_Document segment_
=-=-=

Kazakhstan and International Law Implications of the Proposed Law “On State Regulatory of Production and Turnover of Certain Types of Oil Products”
Thomas C. O’Brien, Partner in the Almaty Office of Coudert Brothers
Alyia M. Suleimenova, Associate in the Almaty Office of Coudert Brothers
The Kazakhstan Government recently submitted a draft law on State Regulation of Production And Turnover of Certain Types of Oil Products (“Draft Law”) and a draft law on Amendments To Some Legislative Acts on State Regulation Of Production And Turnover of Certain Types of Oil Products (the “Draft Amendments”) for consideration in Kazakhstan Parliament.
Oil companies have expressed concern over the overall trend of both the Draft Law and Draft Amendments (collectively – the “Proposed Legislation”) to re-impose Soviet-era style state controls on the oil economy. The proposed legislation would definitely impact the operations of many foreign investors involved in import, production, storage, transportation, sale and export of oil and oil products.
In many respects the Proposed Legislation does not break new ground, but rather adds some sharp and specific teeth to the broader contours of pre-existing legislation. Moreover, the Draft Amendments are more in the nature of an authorizing statute, granting regulatory power to the Government without specifying details.
The Draft Law directly imposes specific controls and requirements on the import and export (Article 12), production (Article 9), storage (Article 11), transportation (Article 13), and sale (Article 11) of oil and oil products. Other provisions of the Proposed Legislation detail the contours of the authority of the Kazakhstan Government (and the bodies it designates as “competent bodies”).

=-=-=

_Rows from a pointing dataset_
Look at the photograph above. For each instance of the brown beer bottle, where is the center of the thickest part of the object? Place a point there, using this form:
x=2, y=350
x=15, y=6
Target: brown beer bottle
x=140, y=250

=-=-=

_Tasks_
[A] In the article on Kazakhstan's proposed oil products legislation, rewrite the paragraph beginning "The Draft Law directly imposes" as a bulleted list, keeping its main facts.
[B] According to the article on Kazakhstan's proposed oil products legislation, what have oil companies said the Proposed Legislation tends to re-impose?

_Written answers_
[A]
- The Draft Law directly imposes specific controls and requirements on oil and oil products in these areas:
  - Import and export (Article 12)
  - Production (Article 9)
  - Storage (Article 11)
  - Transportation (Article 13)
  - Sale (Article 11)
- Other provisions of the Proposed Legislation detail the extent of the authority of the Kazakhstan Government and the bodies it designates as "competent bodies."

[B] Soviet-era style state controls on the oil economy.